> _Texto de origen_
La política pública persigue en general diferentes objetivos, buscando servir de punto de transformación social de acuerdo con valores como la garantía de derechos, la equiparación de oportunidades, la superación de la pobreza, la interrupción del daño, el fomento de la participación o la reducción de las desigualdades. Desde la perspectiva del Trabajo Social resulta difícil no adherir a estos fines, especialmente cuando se considera la evidente adhesión de la disciplina a los postulados de la justicia social.

A pesar de lo anterior, la implementación de la política pública con frecuencia no solo no es efectiva a la hora de producir las trasformaciones sociales que la orientan –no interrumpe el daño, no supera la pobreza, no equipara oportunidades, etc.–, sino que finaliza agudizando los fenómenos de exclusión social mediante la implementación de un tipo de accionar caracterizado por una serie de déficits referidos a los límites de la observación contextual; los bajos niveles de coordinación y la baja complejidad de las soluciones ofrecidas por la política pública.

La baja efectividad de la política pública chilena ha sido en esta dirección ampliamente documentada (Dipres, 2020; Matus et al., 2019). A modo de ilustración, podemos señalar que según los reportes que emite anualmente la Dirección de Presupuesto (Dipres), de 19 programas sociales evaluados en el año 2020, 11 (57,9%) fueron calificados en el nivel de bajo o mal desempeño. En este mismo reporte no se consignaron programas de alto logro.

Estas evidencias nos interpelan a una reflexión crítica que apunte a reconocer y discutir los límites que la política pública tiene, tanto en su diseño como en su implementación, y que conspiran contra las posibilidades de alcanzar los fines de justicia social que la orientan. En este artículo ahondamos en esta idea, identificando tres déficits de la política pública nacional: déficit de observación, déficit de coordinación y déficit de oferta. Posicionándonos desde la teoría de sistemas sociales complejos y su epistemología constructivista (Luhmann, 2012), examinamos el sentido de cada uno de estos déficits e ilustramos sus expresiones en el contexto nacional a partir del análisis de dos políticas públicas tan disímiles entre sí como la política pública de superación de la pobreza y la política pública de interdisciplina. El artículo finaliza con una breve reflexión sobre el sentido del Trabajo Social en relación con estos déficits.

 

LOS DÉFICITS DE LA POLÍTICA PÚBLICA: OBSERVACIÓN, COORDINACIÓN Y OFERTA

Como adelantamos, desde el punto de vista de las teorías de la complejidad y, en particular, la teoría de sistemas sociales complejos y su epistemología constructivista (Luhmann, 2007), tres déficits de la política pública adquieren especial importancia. En primer lugar, las políticas públicas suelen aquí enfrentar un déficit de observación, referido este a la omisión de la dimensión contextual que permite comprender los fenómenos sociales, interpretándolos en cambio restrictivamente desde claves individualistas centradas en el sujeto y en sus capacidades de agencia y méritos como los principales mecanismos de resolución de conflictos (Baecker, 2014). Como resultado, se generan políticas que desconocen o conceden una posición marginal a la influencia de los contextos, interpretándolos bajo lógicas universalistas que, si bien pueden resultar relevantes para tratar otros grupos sociales, en temáticas distintas y bajo tiempos diferentes, no necesariamente atienden a las particularidades de los espacios específicos a intervenir. En este sentido, los contextos no deben ser entendidos simplemente como la oportunidad de aplicar una receta universal, sino que, en su análisis, debe partirse de la premisa que conforman entramados normativos, organizacionales, presupuestarios y territoriales complejos que delinean condiciones de borde altamente contingentes para las posibilidades efectivas de éxito al momento de la implementación de las políticas públicas.

> _Extracto de datos_
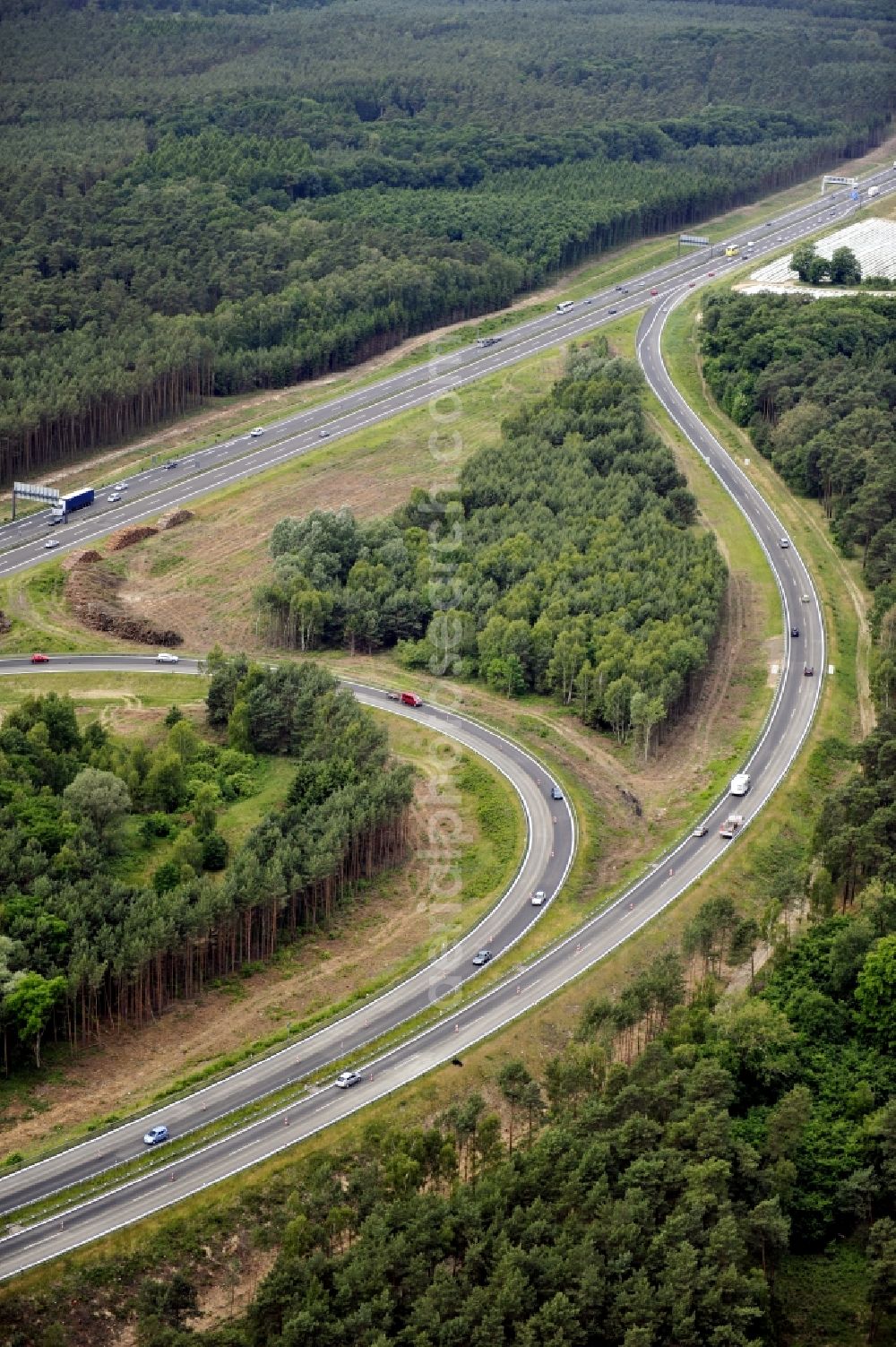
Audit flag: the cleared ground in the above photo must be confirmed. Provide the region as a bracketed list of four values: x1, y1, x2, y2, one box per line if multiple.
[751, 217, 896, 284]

> _Qué hacer_
Prosigue el texto sobre los déficits de la política pública desde su última oración.

> _Respuesta escrita_
El examinado déficit de observación contextual se traduce en el caso normal en una intervención de políticas públicas no situada; esto es una suerte de estrategia flotante, desprovista de consideraciones que permitan interpretar esos límites y moverlos con fines de transformación. En un escenario como el descrito no debe sorprender que las resultantes políticas públicas carentes de contextualización sean marcadamente ineficaces, por cuanto reducen su comprensión y su accionar a las dimensiones estrictamente asociadas con los enfoques probados en contextos diferentes, evaluando, por tanto, la implementación dentro de esos mismos límites. Esta falta de consideración contextual deslocaliza, entonces, la intervención y la desviste de pertinencia.

Si se considera lo anterior, no debe sorprender que los efectos de las intervenciones desde la política social chilena hayan sido disímiles (Mindes, 2017; PNUD, 2017). En efecto, cuando la política social opera a partir de déficits como el señalado, tiende omitir la perspectiva territorial de los problemas y demandas sociales, prestando escasa atención a la localización de los sujetos a los que se dirige. Como resultado, se pasa por alto que los sujetos de la intervención se ubican y concentran residencialmente en zonas de rezago caracterizadas por precariedad, inseguridad y una frágil geografía de oportunidades, conformando territorios de diversa escala especialmente reactivos al accionar de políticas diseñadas bajo presupuestos de aplicabilidad universal sin pertinencia frente a sus vivencias (Bebbington et al., 2013).

Este déficit de observación ha sido subrayado desde el enfoque de complejidad territorial en el análisis de la política pública, enfatizando la necesidad de avanzar en aproximaciones contextuales que reconozcan las implicancias de la localización en la configuración de férreas cadenas de exclusión y segregación (Ossandon, 2020; Urquieta, 2019; Cadenas, 2016; Ruiz Tagle, 2016; Brighenti, 2010; Kaufmann, Berman y Joye, 2004; Lamont y Molnár, 2002). Dicho enfoque se caracteriza por reconocer la complejidad del territorio, en tanto objeto que no puede ser apropiado ni observado monodisciplinarmente sin con ello caer en esquematismos o visiones parciales con ansias de integralidad (Ther, 2006), conformados además espacios cuyos límites y multiescalaridad requieren de aproximaciones que superen su comprensión estrictamente física (De la Puente et al., 1992), y respecto de los cuales se producen comunicaciones de sentido, expectativas y disputas altamente particularizadas (Urquieta et al., 2017; Molina y Salazar, 2014).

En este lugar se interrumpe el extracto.